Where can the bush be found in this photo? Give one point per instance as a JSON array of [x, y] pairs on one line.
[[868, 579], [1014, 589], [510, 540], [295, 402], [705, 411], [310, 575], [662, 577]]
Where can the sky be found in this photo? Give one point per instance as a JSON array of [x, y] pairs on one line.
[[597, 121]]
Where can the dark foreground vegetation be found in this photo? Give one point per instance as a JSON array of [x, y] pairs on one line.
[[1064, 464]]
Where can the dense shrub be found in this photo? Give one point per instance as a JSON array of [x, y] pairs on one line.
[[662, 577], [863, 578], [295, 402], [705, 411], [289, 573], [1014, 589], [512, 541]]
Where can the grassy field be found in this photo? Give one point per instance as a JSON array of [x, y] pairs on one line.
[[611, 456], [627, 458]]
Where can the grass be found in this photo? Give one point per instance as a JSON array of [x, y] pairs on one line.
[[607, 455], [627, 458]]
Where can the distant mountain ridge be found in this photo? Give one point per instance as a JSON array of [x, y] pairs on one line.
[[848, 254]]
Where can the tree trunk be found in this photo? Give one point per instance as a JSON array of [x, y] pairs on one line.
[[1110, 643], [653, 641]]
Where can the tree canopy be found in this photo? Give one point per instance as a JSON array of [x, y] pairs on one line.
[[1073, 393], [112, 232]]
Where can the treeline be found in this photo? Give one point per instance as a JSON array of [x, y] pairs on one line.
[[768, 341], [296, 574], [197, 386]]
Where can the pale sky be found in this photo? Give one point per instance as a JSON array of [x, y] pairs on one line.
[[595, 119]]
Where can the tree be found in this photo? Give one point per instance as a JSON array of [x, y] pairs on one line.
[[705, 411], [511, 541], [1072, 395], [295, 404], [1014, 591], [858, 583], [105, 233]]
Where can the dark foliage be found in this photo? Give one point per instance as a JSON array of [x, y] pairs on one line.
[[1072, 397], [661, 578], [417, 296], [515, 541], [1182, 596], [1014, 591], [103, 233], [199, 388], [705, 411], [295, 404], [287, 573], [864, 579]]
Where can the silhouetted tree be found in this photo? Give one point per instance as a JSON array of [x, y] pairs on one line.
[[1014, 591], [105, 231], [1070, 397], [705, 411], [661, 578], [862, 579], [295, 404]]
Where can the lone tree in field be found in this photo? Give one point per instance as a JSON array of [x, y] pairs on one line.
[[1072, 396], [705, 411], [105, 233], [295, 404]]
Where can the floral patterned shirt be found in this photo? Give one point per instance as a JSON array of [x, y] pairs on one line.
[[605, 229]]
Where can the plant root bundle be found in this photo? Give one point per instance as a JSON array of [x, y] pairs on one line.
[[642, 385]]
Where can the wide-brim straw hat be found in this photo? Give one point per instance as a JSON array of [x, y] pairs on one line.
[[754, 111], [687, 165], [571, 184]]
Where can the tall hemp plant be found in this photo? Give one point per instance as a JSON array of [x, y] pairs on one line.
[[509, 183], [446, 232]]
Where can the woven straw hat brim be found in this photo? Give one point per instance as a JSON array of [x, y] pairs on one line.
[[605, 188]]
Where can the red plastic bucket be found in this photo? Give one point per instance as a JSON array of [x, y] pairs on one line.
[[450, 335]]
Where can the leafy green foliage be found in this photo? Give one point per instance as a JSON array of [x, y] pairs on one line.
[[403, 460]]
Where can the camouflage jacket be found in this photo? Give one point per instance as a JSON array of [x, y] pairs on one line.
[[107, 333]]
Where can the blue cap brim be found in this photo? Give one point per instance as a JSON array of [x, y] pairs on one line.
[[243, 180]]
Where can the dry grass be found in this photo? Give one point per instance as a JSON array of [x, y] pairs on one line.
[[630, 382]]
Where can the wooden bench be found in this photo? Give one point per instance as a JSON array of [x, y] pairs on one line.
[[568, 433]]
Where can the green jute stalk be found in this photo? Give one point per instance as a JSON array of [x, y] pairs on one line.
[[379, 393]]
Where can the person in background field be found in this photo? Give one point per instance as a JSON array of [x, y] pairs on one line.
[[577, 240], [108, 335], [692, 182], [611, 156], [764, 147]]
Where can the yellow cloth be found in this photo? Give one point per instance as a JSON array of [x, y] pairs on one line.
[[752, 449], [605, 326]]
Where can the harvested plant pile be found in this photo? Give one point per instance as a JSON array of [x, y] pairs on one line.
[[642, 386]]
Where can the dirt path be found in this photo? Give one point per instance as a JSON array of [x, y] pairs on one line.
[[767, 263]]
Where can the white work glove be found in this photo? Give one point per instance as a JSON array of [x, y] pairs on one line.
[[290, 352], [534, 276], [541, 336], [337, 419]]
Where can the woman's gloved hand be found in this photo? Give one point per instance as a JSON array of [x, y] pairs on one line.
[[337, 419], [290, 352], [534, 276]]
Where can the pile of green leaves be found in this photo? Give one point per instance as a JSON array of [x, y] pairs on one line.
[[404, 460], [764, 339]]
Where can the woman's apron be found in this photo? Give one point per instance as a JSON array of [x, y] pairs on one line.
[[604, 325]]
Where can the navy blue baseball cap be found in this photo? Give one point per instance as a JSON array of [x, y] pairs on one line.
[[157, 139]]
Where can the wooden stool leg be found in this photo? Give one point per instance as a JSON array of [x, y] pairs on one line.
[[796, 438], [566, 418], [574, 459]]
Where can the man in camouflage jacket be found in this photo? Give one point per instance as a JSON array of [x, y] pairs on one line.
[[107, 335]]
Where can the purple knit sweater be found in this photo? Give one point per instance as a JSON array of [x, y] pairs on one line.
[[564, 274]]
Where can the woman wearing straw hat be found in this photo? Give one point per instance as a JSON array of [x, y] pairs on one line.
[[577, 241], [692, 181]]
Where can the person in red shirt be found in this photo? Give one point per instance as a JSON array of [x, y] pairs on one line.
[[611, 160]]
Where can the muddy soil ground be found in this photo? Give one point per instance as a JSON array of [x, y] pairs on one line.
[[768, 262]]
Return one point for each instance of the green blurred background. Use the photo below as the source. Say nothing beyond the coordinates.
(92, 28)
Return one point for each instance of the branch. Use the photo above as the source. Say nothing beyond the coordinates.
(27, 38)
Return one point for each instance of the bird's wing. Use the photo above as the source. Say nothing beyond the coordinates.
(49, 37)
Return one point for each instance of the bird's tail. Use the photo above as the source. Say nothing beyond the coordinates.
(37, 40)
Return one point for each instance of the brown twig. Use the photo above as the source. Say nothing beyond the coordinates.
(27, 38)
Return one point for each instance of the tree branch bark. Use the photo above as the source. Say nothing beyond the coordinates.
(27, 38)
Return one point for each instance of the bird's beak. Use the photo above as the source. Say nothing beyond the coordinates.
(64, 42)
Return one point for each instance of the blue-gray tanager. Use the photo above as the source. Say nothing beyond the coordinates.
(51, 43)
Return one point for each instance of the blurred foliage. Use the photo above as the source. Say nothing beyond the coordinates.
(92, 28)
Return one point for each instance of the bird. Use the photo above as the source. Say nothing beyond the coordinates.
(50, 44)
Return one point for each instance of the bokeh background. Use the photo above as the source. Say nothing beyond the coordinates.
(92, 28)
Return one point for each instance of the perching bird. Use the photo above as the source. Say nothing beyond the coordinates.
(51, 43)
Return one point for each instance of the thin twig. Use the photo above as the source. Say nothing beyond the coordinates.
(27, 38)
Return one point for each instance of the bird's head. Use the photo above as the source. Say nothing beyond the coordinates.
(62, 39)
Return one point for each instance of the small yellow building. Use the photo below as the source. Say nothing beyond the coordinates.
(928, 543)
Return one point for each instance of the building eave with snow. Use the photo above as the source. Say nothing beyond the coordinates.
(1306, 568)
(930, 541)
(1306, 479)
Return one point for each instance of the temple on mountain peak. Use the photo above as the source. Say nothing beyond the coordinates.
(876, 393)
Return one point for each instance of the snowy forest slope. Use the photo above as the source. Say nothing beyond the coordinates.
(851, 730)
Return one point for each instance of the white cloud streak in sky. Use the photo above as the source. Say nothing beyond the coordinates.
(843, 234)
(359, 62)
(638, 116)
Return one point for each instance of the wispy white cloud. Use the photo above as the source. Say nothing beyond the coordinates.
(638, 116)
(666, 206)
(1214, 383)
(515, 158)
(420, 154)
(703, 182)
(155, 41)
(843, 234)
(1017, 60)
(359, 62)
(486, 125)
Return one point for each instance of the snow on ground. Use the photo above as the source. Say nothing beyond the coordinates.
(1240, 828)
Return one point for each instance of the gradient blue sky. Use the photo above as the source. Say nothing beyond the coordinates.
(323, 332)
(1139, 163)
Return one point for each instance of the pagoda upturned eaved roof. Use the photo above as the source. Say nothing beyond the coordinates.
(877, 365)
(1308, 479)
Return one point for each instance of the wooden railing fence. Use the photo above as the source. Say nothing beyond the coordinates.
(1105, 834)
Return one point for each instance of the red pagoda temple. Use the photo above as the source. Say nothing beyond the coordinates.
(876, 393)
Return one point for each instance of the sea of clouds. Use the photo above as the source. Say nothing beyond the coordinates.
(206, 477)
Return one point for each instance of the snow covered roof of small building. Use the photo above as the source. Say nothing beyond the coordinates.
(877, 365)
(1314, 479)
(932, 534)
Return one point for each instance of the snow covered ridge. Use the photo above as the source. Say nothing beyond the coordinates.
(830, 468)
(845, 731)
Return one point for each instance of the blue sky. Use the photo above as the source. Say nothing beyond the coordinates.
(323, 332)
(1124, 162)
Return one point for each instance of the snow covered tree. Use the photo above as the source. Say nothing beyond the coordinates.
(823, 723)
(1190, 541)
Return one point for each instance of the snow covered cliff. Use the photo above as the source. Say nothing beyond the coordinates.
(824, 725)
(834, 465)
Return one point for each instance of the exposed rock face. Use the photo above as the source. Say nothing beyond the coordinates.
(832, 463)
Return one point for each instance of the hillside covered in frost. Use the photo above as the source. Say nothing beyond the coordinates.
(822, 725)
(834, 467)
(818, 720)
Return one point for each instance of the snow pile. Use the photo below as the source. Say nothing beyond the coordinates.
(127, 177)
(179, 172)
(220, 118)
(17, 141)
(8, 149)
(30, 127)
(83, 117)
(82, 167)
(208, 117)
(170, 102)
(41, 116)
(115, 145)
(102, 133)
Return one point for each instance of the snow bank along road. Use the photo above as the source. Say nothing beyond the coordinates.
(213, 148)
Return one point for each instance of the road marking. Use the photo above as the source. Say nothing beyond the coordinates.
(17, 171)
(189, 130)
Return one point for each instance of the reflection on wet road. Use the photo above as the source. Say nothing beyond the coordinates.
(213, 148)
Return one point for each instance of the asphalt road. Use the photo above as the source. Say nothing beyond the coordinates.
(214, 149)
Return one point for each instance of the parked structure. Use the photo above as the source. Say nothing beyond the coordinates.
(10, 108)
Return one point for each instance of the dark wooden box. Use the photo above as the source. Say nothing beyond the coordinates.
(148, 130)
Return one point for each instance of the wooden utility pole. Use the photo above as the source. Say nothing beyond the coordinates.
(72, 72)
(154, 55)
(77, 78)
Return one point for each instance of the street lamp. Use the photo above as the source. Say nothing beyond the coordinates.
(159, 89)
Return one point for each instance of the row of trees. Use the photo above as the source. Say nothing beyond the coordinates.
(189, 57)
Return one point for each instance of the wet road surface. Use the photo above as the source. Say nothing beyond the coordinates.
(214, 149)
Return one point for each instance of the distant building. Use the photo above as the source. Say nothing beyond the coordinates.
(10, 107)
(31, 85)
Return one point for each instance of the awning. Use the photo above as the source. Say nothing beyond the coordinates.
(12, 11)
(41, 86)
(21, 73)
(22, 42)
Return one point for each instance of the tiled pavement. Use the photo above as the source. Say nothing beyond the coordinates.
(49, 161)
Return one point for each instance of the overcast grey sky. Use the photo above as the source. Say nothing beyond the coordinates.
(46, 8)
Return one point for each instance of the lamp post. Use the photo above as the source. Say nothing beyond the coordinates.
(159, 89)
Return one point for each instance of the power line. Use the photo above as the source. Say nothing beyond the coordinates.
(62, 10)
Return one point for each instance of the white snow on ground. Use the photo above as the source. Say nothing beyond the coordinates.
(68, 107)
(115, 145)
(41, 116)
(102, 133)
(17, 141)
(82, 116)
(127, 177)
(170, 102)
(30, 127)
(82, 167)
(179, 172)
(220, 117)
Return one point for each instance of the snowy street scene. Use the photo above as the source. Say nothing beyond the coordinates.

# YOUR ASSIGNMENT:
Set out exactly the run of lines that begins at the line holding "Return one point for each instance of the power" and ends at the last line of the data.

# RESPONSE TO THIS TASK:
Return one point for each instance of the power line. Use the photo above as the source. Say nothing beyond the coordinates.
(62, 10)
Return one point for each instance of the white snow on ground. Use the photo above as the source. Say nothing beyond the coordinates.
(68, 107)
(115, 145)
(41, 116)
(102, 133)
(17, 141)
(82, 116)
(127, 177)
(170, 102)
(30, 127)
(82, 167)
(179, 172)
(220, 117)
Return one point for each instance of the snowy street scene. Use the photo above as the source. Say nothing beyond the coordinates.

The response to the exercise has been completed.